• [REQUIRED ACTION] Reproduce the full article on the first Evangelicals for Life gathering word for word.

“I don’t want to see any fewer rosary beads at The March for Life, but I want to see more Evangelicals. Our absence is a shame,” said Dr. Russell Moore, President of the Southern Baptist Convention’s Ethics & Religious Liberty Commission (ERLC), in his opening statement at the first “Evangelicals for Life” gathering on Thursday, January 22, in Washington D.C.
Hosted by the ERLC and Focus on the Family and held the morning of the 41st annual March for Life, whose participants are overwhelmingly Catholic, the group assembled a panel of key pro-life Evangelical leaders to tackle issues surrounding the sanctity of life. The panelists included Moore, Samuel Rodriguez, President of the National Hispanic Christian Leadership Conference, and Kelly Rosati, Vice President of Community Outreach at Focus on the Family.
All three panelists agreed that the biblical mandate to defend unborn children is based on every life’s identity in Imago Dei, or the image of God. Unexpected, was the panelists’ stress of a more holistic advocacy approach that no longer focuses on clinic protests.

• [SUPPLIED INFORMATION]
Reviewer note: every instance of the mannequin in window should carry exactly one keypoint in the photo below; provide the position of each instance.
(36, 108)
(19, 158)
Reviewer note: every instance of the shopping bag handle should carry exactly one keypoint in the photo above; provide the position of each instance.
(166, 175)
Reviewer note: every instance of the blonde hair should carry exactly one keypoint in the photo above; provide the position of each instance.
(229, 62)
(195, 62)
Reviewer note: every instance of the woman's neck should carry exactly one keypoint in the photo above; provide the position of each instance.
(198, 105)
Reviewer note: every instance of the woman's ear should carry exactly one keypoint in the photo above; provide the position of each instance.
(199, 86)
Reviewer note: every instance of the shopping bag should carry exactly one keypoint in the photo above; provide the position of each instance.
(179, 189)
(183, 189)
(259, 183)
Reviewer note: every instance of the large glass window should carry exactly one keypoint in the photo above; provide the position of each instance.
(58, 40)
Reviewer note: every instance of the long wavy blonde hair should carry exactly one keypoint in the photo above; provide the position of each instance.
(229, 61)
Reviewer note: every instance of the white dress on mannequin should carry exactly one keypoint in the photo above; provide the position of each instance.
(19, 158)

• [PROBLEM SOLUTION]
“I don’t want to see any fewer rosary beads at The March for Life, but I want to see more Evangelicals. Our absence is a shame,” said Dr. Russell Moore, President of the Southern Baptist Convention’s Ethics & Religious Liberty Commission (ERLC), in his opening statement at the first “Evangelicals for Life” gathering on Thursday, January 22, in Washington D.C.
Hosted by the ERLC and Focus on the Family and held the morning of the 41st annual March for Life, whose participants are overwhelmingly Catholic, the group assembled a panel of key pro-life Evangelical leaders to tackle issues surrounding the sanctity of life. The panelists included Moore, Samuel Rodriguez, President of the National Hispanic Christian Leadership Conference, and Kelly Rosati, Vice President of Community Outreach at Focus on the Family.
All three panelists agreed that the biblical mandate to defend unborn children is based on every life’s identity in Imago Dei, or the image of God. Unexpected, was the panelists’ stress of a more holistic advocacy approach that no longer focuses on clinic protests.